Please copy the data below exactly; none of the pictures in it belong in the copy.

+ + + +

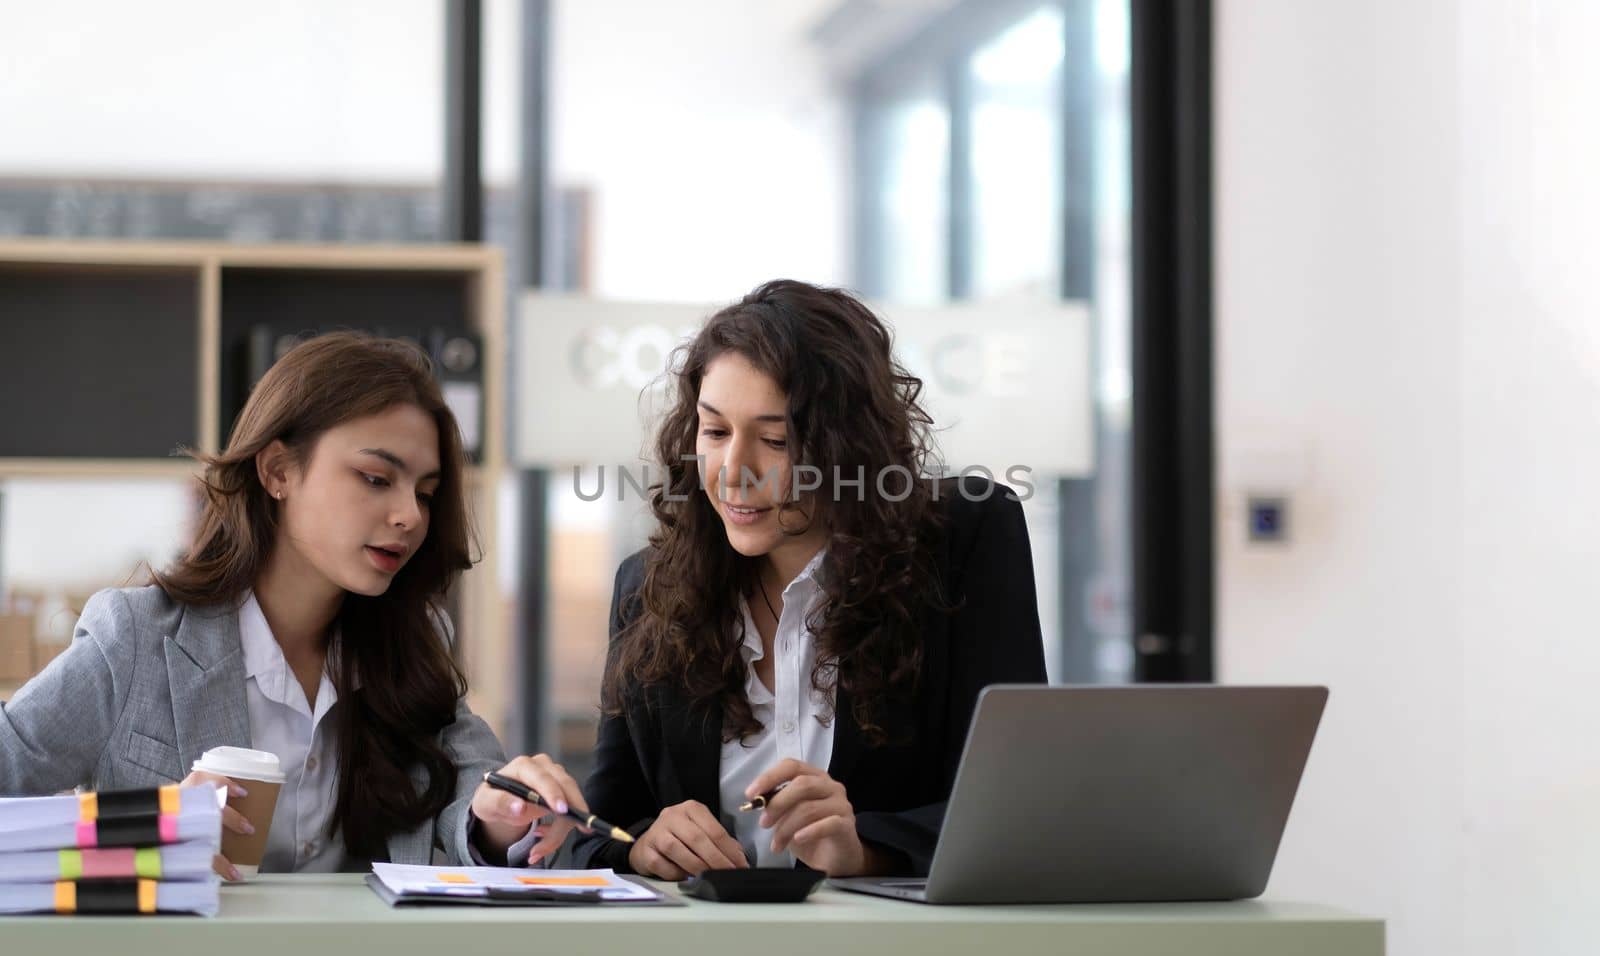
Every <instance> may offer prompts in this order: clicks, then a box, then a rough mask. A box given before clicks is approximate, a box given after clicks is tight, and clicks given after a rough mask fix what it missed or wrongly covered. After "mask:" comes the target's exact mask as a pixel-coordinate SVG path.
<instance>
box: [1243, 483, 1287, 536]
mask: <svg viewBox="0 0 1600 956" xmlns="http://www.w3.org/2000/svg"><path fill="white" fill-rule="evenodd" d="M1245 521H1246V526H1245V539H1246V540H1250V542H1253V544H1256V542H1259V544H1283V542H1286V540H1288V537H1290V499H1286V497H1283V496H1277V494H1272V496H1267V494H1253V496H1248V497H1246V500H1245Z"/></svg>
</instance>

+ + + +

- RESPONSE:
Every <instance> may offer prompts in this order: clicks, then a box, then a rough mask. A box given before clicks is approximate, a box given after clicks is tight, and clicks given after a rough mask fix what it missed or wrongly covered. After "mask:" comes the target's exact mask as a pixel-coordinate SVG path.
<instance>
box: [1243, 483, 1287, 536]
mask: <svg viewBox="0 0 1600 956" xmlns="http://www.w3.org/2000/svg"><path fill="white" fill-rule="evenodd" d="M1245 521H1246V526H1245V539H1246V540H1250V542H1253V544H1256V542H1259V544H1283V542H1286V540H1288V537H1290V499H1286V497H1283V496H1277V494H1272V496H1267V494H1253V496H1248V497H1246V500H1245Z"/></svg>
</instance>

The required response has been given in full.